### Exercise goal
Reproduce nothing but the closing run of lines: the line with "Mark one point per instance of the stirrup." and each line that follows it to the end of the data.

### Data supplied
---
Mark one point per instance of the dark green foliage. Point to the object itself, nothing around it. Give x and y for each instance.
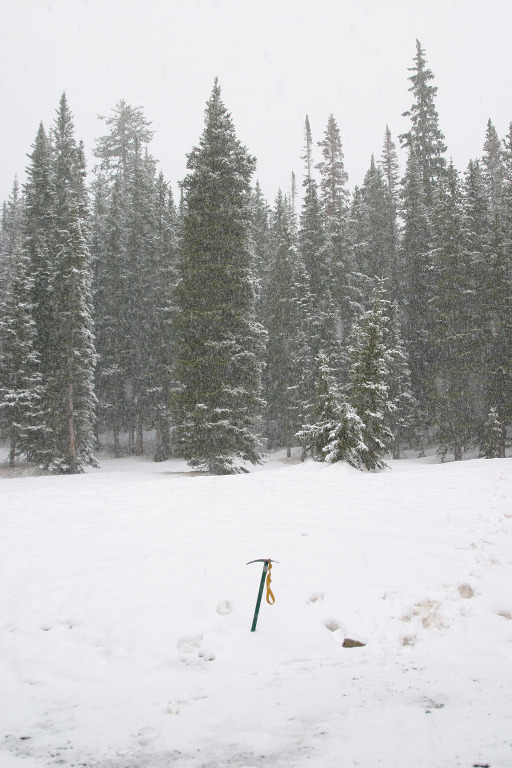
(369, 389)
(402, 418)
(286, 301)
(425, 136)
(336, 431)
(453, 325)
(492, 445)
(135, 247)
(20, 381)
(69, 385)
(217, 356)
(415, 282)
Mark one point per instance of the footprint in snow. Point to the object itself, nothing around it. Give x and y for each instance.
(316, 597)
(189, 644)
(225, 607)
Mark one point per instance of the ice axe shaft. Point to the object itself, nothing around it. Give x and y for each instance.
(267, 566)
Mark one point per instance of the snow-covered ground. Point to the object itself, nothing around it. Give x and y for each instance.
(126, 605)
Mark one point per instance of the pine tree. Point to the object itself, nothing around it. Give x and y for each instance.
(335, 209)
(217, 352)
(401, 419)
(375, 236)
(336, 433)
(288, 369)
(492, 443)
(20, 381)
(70, 385)
(425, 136)
(111, 290)
(453, 326)
(369, 389)
(415, 285)
(391, 172)
(497, 311)
(162, 313)
(134, 275)
(39, 240)
(314, 252)
(10, 230)
(493, 168)
(477, 230)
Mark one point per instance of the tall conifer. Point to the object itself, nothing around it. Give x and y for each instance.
(217, 361)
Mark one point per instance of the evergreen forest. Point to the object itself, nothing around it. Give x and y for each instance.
(354, 323)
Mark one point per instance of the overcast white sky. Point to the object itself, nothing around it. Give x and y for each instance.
(276, 61)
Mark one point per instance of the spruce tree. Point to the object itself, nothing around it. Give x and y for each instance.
(492, 442)
(217, 355)
(20, 380)
(134, 277)
(39, 241)
(401, 419)
(477, 230)
(10, 232)
(334, 200)
(162, 313)
(453, 325)
(375, 235)
(336, 431)
(288, 367)
(415, 285)
(70, 384)
(369, 388)
(391, 172)
(315, 255)
(493, 168)
(425, 136)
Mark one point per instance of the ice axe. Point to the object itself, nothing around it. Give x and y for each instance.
(267, 567)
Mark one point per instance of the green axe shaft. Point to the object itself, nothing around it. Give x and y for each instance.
(260, 593)
(270, 597)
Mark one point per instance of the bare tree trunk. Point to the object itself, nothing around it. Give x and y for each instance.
(139, 445)
(71, 430)
(12, 452)
(115, 430)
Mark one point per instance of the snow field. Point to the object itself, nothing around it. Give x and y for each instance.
(126, 607)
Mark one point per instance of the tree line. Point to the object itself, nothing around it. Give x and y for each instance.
(355, 324)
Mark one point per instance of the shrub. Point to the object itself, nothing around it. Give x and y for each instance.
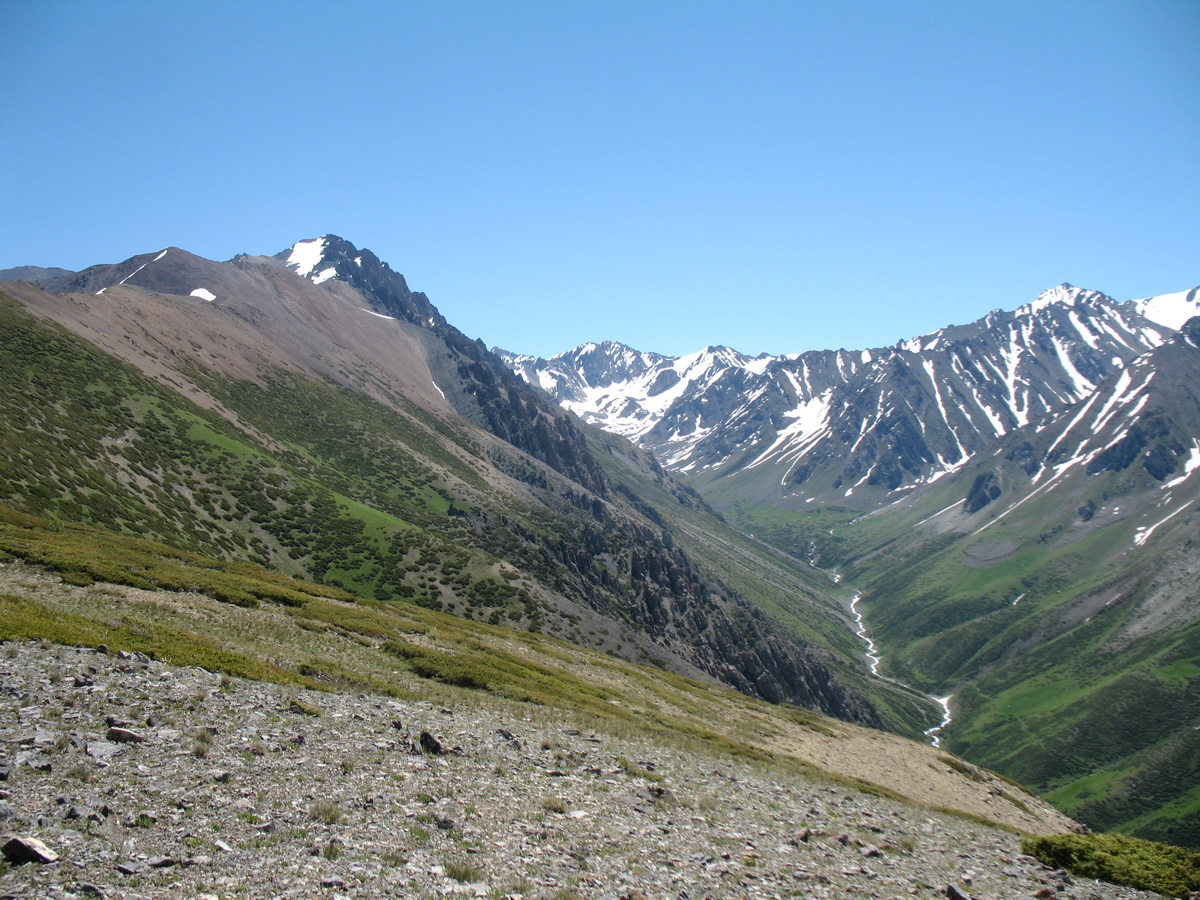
(325, 811)
(1121, 859)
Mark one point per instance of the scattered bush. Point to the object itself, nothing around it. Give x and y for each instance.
(1120, 859)
(325, 811)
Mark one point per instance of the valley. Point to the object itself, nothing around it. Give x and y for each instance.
(1008, 505)
(1012, 501)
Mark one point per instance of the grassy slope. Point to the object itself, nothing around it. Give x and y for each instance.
(1063, 690)
(132, 594)
(388, 503)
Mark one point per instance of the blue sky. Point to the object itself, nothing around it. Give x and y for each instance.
(773, 177)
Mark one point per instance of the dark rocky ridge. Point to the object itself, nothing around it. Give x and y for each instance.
(611, 549)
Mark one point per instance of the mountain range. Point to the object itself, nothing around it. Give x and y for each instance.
(1014, 501)
(1008, 505)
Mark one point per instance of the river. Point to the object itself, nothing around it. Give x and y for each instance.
(873, 661)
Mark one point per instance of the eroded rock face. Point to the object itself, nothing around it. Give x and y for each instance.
(233, 791)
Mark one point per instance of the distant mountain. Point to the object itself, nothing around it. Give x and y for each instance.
(1015, 501)
(855, 426)
(310, 412)
(36, 274)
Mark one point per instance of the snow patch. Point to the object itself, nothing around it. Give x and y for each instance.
(305, 256)
(1170, 310)
(1191, 466)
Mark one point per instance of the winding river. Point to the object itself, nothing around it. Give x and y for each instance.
(874, 659)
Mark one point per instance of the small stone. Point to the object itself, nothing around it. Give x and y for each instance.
(19, 849)
(124, 736)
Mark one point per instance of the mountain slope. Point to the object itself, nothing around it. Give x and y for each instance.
(298, 425)
(1051, 588)
(855, 427)
(1015, 503)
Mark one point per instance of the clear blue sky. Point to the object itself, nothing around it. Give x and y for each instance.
(769, 175)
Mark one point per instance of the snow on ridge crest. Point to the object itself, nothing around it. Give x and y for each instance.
(1170, 310)
(306, 256)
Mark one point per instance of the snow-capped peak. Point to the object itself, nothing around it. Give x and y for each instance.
(306, 256)
(1062, 295)
(1170, 310)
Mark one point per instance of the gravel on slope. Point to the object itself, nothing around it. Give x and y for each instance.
(155, 781)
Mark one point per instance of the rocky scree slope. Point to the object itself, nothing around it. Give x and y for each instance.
(1051, 588)
(145, 780)
(855, 427)
(343, 431)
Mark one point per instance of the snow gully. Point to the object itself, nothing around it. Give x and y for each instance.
(874, 659)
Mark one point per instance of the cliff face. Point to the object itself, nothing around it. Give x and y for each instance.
(382, 450)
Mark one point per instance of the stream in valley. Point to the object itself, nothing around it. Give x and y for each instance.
(873, 661)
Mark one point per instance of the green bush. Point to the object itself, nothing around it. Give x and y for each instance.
(1120, 859)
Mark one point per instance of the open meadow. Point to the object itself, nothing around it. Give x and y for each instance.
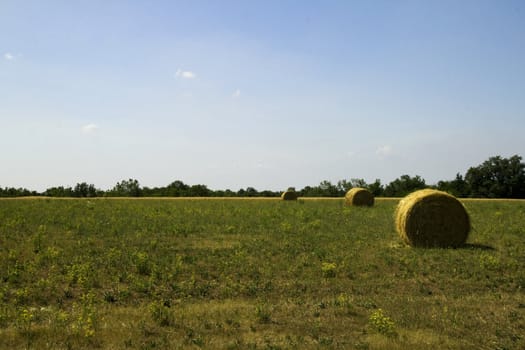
(253, 274)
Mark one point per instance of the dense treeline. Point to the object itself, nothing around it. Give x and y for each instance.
(497, 177)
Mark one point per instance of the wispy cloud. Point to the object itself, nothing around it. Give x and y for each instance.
(90, 128)
(384, 151)
(185, 74)
(8, 56)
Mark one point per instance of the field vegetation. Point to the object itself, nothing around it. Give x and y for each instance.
(253, 274)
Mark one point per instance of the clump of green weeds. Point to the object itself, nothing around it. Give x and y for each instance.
(382, 324)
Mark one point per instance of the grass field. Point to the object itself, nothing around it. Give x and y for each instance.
(253, 274)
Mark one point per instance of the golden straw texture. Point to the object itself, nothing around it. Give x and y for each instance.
(431, 218)
(359, 197)
(289, 196)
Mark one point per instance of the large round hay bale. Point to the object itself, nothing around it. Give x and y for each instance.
(359, 197)
(431, 218)
(289, 196)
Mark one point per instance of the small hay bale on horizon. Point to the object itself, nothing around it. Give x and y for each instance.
(358, 196)
(289, 196)
(431, 218)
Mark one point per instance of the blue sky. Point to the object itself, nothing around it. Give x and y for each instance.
(268, 94)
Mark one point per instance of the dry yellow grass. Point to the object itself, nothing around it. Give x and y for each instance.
(359, 197)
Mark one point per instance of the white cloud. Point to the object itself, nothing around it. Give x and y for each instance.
(384, 151)
(90, 128)
(185, 74)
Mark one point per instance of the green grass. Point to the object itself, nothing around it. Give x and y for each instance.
(253, 274)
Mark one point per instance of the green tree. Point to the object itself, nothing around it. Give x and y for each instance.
(457, 187)
(84, 189)
(127, 188)
(403, 185)
(497, 177)
(176, 189)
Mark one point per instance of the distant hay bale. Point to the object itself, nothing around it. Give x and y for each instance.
(359, 197)
(431, 218)
(289, 196)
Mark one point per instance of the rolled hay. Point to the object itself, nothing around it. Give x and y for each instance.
(431, 218)
(289, 196)
(359, 197)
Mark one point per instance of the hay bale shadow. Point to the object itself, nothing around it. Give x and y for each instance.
(477, 246)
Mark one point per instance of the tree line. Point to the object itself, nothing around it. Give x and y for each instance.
(497, 177)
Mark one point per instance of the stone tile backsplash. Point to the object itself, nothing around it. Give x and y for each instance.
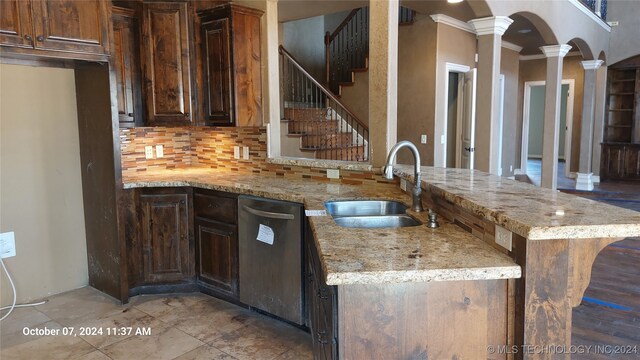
(213, 147)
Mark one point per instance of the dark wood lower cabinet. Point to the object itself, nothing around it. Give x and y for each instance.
(321, 305)
(216, 218)
(165, 237)
(217, 249)
(620, 161)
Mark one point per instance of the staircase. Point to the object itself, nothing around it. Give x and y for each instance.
(315, 114)
(324, 127)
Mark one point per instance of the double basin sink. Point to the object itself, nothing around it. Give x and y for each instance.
(370, 214)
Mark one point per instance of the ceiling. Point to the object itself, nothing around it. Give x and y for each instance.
(517, 34)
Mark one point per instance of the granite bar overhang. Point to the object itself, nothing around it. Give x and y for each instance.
(357, 256)
(529, 211)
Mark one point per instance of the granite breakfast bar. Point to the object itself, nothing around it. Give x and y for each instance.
(418, 292)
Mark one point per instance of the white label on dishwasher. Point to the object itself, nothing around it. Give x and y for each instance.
(265, 234)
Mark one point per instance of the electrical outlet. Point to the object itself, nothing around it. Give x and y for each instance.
(333, 173)
(504, 237)
(159, 151)
(148, 152)
(7, 245)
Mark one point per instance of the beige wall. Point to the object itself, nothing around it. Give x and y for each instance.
(304, 39)
(40, 184)
(535, 70)
(510, 67)
(416, 86)
(625, 38)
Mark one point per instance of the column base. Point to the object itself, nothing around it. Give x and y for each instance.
(584, 182)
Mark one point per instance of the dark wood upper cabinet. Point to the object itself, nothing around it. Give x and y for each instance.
(166, 63)
(126, 61)
(165, 237)
(230, 66)
(16, 28)
(56, 28)
(68, 25)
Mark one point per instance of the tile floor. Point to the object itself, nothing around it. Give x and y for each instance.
(183, 327)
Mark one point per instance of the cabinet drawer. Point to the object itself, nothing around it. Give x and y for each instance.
(217, 208)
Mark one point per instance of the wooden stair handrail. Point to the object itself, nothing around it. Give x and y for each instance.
(324, 89)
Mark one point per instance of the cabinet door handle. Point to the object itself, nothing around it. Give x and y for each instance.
(321, 338)
(322, 294)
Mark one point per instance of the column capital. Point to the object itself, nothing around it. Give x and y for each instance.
(555, 50)
(591, 64)
(491, 25)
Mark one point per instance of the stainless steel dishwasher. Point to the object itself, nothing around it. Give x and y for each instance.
(270, 255)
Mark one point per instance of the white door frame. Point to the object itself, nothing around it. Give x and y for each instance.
(525, 125)
(500, 121)
(460, 69)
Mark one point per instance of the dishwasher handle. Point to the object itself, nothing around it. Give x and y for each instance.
(268, 214)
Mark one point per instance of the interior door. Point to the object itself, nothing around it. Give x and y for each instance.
(468, 120)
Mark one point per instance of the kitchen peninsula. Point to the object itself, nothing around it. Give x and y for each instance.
(521, 296)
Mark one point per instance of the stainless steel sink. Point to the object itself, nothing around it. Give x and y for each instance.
(370, 214)
(365, 207)
(389, 221)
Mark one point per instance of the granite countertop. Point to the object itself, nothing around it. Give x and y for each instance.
(532, 212)
(358, 256)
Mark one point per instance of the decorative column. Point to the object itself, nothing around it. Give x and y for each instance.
(487, 137)
(551, 127)
(584, 181)
(599, 116)
(273, 78)
(383, 78)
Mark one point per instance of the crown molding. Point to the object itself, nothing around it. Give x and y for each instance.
(555, 50)
(453, 22)
(494, 25)
(591, 64)
(542, 56)
(511, 46)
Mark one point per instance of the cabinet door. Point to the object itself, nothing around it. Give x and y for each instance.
(71, 26)
(126, 63)
(218, 76)
(217, 247)
(166, 63)
(15, 23)
(165, 237)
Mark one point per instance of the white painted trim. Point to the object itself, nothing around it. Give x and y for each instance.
(555, 50)
(541, 56)
(441, 161)
(497, 25)
(568, 124)
(500, 122)
(511, 46)
(453, 22)
(591, 64)
(582, 7)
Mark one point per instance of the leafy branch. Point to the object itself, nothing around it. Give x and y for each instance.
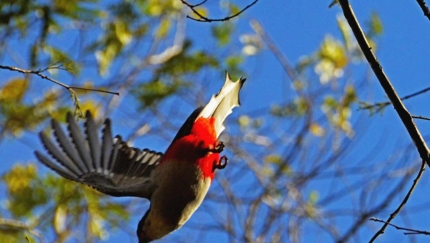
(71, 89)
(15, 224)
(401, 110)
(205, 19)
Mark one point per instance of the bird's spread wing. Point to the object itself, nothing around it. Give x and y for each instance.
(108, 165)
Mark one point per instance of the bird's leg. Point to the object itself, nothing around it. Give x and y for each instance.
(221, 163)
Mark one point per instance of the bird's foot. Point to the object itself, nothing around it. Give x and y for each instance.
(221, 163)
(217, 147)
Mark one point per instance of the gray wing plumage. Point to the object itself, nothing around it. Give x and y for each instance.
(108, 165)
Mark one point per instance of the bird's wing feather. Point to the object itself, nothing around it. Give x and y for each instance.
(109, 165)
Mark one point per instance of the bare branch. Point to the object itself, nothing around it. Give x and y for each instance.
(424, 7)
(54, 66)
(421, 117)
(401, 110)
(381, 105)
(402, 204)
(205, 19)
(408, 231)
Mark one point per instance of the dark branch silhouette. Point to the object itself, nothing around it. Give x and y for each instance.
(402, 204)
(54, 66)
(408, 231)
(424, 7)
(380, 105)
(206, 19)
(401, 110)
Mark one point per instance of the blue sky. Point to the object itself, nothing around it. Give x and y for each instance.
(298, 27)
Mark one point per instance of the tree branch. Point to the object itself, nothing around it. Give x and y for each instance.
(425, 9)
(402, 204)
(385, 82)
(381, 105)
(409, 231)
(205, 19)
(40, 71)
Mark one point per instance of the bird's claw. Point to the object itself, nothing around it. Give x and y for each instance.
(218, 147)
(221, 164)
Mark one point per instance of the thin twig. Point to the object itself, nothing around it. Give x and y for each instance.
(205, 19)
(381, 105)
(402, 204)
(39, 73)
(401, 110)
(421, 117)
(410, 231)
(425, 9)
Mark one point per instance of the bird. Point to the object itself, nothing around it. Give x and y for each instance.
(175, 182)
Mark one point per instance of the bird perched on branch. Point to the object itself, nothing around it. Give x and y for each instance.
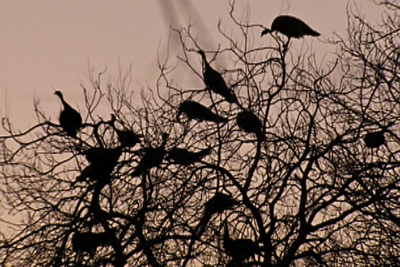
(70, 119)
(152, 157)
(376, 139)
(127, 138)
(196, 111)
(239, 249)
(102, 162)
(88, 241)
(214, 81)
(250, 123)
(291, 27)
(184, 157)
(217, 204)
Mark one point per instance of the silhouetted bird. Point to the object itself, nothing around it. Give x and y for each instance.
(102, 163)
(239, 249)
(214, 81)
(105, 158)
(217, 204)
(184, 157)
(152, 157)
(196, 111)
(70, 119)
(127, 138)
(88, 242)
(291, 27)
(250, 123)
(376, 139)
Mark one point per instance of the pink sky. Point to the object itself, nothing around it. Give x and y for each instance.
(47, 45)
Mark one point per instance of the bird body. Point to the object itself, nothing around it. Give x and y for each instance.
(104, 158)
(291, 27)
(376, 139)
(184, 157)
(240, 249)
(127, 138)
(102, 162)
(250, 123)
(217, 204)
(196, 111)
(88, 242)
(152, 157)
(214, 81)
(70, 119)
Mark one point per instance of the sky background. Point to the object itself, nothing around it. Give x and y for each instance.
(47, 45)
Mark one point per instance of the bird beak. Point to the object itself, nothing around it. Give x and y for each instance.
(266, 31)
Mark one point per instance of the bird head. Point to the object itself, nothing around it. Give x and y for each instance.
(112, 120)
(265, 31)
(59, 94)
(202, 54)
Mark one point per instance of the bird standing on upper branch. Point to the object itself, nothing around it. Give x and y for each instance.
(102, 162)
(291, 27)
(239, 249)
(217, 204)
(214, 81)
(70, 119)
(152, 157)
(127, 138)
(376, 139)
(184, 157)
(88, 241)
(250, 123)
(198, 112)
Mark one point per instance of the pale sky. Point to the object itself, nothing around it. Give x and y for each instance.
(47, 45)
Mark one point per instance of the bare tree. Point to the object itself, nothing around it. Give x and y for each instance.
(272, 161)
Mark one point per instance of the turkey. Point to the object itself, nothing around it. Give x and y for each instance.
(376, 139)
(291, 27)
(239, 249)
(184, 157)
(217, 204)
(214, 81)
(250, 123)
(196, 111)
(88, 242)
(127, 138)
(70, 119)
(152, 157)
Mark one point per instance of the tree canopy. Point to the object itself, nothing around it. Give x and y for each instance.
(286, 162)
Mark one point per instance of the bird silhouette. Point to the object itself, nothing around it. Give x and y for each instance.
(70, 119)
(217, 204)
(102, 162)
(152, 157)
(376, 139)
(214, 81)
(127, 138)
(291, 27)
(88, 241)
(196, 111)
(184, 157)
(250, 123)
(239, 249)
(104, 158)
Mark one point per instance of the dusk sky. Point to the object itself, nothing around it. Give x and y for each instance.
(49, 45)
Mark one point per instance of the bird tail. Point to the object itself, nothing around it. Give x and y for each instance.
(314, 33)
(266, 31)
(204, 152)
(260, 136)
(219, 119)
(231, 98)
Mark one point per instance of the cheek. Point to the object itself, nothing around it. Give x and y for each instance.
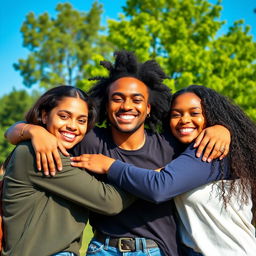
(201, 123)
(173, 124)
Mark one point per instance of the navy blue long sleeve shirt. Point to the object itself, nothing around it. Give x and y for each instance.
(184, 173)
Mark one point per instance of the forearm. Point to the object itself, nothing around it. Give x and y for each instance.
(181, 175)
(84, 189)
(13, 133)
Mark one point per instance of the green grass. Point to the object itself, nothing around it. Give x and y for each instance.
(87, 235)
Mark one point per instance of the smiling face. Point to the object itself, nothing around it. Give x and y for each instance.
(128, 104)
(67, 121)
(187, 119)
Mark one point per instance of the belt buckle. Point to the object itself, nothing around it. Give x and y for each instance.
(120, 244)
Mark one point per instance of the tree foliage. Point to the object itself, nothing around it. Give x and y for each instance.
(12, 109)
(64, 49)
(183, 36)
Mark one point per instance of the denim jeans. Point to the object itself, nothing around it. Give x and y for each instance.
(96, 248)
(64, 254)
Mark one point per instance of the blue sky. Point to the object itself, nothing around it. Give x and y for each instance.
(13, 12)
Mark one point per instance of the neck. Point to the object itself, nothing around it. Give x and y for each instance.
(129, 141)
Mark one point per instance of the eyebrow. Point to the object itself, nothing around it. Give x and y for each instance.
(70, 113)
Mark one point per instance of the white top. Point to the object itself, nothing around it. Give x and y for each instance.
(208, 227)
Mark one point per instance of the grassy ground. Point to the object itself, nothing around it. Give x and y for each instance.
(86, 239)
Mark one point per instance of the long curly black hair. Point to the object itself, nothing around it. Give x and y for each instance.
(220, 110)
(149, 72)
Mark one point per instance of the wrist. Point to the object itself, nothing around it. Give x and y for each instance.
(108, 165)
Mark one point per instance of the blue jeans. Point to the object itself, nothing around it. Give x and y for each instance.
(64, 254)
(96, 248)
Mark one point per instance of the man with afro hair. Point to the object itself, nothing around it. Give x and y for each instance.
(131, 98)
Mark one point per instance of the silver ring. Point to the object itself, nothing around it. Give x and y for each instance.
(222, 149)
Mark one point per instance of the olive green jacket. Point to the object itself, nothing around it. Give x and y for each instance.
(45, 215)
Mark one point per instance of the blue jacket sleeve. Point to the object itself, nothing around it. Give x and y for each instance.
(184, 173)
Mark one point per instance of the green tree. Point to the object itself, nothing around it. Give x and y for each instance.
(13, 107)
(62, 49)
(182, 36)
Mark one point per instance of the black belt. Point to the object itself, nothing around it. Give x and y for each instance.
(125, 244)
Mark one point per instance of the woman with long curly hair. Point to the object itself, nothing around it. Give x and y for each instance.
(215, 201)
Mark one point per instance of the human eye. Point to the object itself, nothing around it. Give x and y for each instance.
(82, 120)
(137, 100)
(175, 115)
(196, 113)
(117, 99)
(63, 116)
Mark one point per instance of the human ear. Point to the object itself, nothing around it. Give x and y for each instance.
(44, 117)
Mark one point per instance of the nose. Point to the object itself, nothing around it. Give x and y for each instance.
(127, 104)
(185, 119)
(71, 125)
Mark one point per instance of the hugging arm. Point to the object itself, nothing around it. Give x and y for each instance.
(44, 143)
(184, 173)
(75, 185)
(213, 142)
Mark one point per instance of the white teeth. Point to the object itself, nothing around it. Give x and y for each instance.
(186, 130)
(71, 136)
(127, 117)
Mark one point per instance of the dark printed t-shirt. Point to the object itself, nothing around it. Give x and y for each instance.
(142, 218)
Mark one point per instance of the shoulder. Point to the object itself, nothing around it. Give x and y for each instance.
(24, 150)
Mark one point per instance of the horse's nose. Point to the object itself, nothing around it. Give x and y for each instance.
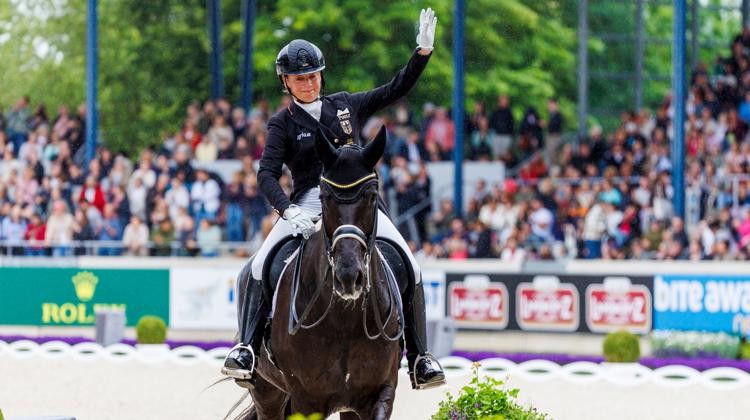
(349, 281)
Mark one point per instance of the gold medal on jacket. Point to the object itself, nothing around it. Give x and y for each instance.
(345, 120)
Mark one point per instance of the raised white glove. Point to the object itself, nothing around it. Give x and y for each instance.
(427, 23)
(301, 222)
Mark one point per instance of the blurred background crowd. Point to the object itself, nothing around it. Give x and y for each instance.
(607, 195)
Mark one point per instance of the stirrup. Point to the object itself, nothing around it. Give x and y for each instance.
(413, 373)
(241, 374)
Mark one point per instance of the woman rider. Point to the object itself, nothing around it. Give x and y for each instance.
(291, 139)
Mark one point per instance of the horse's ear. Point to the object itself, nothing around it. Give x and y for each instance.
(325, 151)
(374, 149)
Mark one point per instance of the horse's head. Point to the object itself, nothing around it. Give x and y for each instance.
(349, 192)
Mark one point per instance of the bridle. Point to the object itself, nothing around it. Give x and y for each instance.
(344, 194)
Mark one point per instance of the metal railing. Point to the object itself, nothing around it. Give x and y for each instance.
(24, 248)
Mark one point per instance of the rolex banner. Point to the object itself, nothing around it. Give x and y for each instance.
(71, 296)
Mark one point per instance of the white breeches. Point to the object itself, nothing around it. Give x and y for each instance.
(310, 203)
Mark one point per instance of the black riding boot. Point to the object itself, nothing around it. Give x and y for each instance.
(242, 360)
(424, 370)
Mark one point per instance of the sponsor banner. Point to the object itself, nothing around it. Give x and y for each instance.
(477, 302)
(702, 303)
(434, 294)
(71, 296)
(564, 303)
(203, 298)
(617, 304)
(545, 304)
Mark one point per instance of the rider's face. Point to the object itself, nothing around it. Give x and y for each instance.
(305, 87)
---
### Solution for this problem
Mark one point per instance of the stirrup. Point to the object itself, nothing around it. Give x and y for each instance.
(413, 373)
(241, 374)
Mark one point per instance of the woman rider. Point to the object itself, nothing around it. Give x and y for each instance.
(291, 139)
Mark one point per instance of the horse's ear. Point to the object itself, nothing around it. Give x and y for each instance.
(325, 151)
(374, 149)
Mark one point per instance of the horse's head. Point to the object itself, nothing around it. Give x and y for each instance.
(349, 192)
Mark one point per instance of the bridle. Point to the object itself, nothing around it. Give x and y for each instance.
(344, 194)
Mark one point per instance of the metal railing. Point to the object itself, nothing around it. Give x and y for each instance.
(24, 248)
Mark one point per instance of the rolex banner. Point to the object itself, nothing around it. Give x and y for each instance.
(71, 296)
Mark one point per instance of the white breeches. Point to the object itself, nothing around it. Give x and y for each instance.
(310, 203)
Mark one point per instance of the black riding boot. Point to the object itself, nothing around it. Give x and y for each instance.
(242, 360)
(424, 370)
Mark one point per instance of the sponsor banner. Point to the object itself, nothing around it. Give x and y for each instance.
(477, 302)
(702, 303)
(434, 294)
(71, 296)
(564, 303)
(203, 298)
(617, 304)
(545, 304)
Mark one point per instance of the rider's face. Point to the object itself, nothing around it. Give x and y for each instance.
(305, 87)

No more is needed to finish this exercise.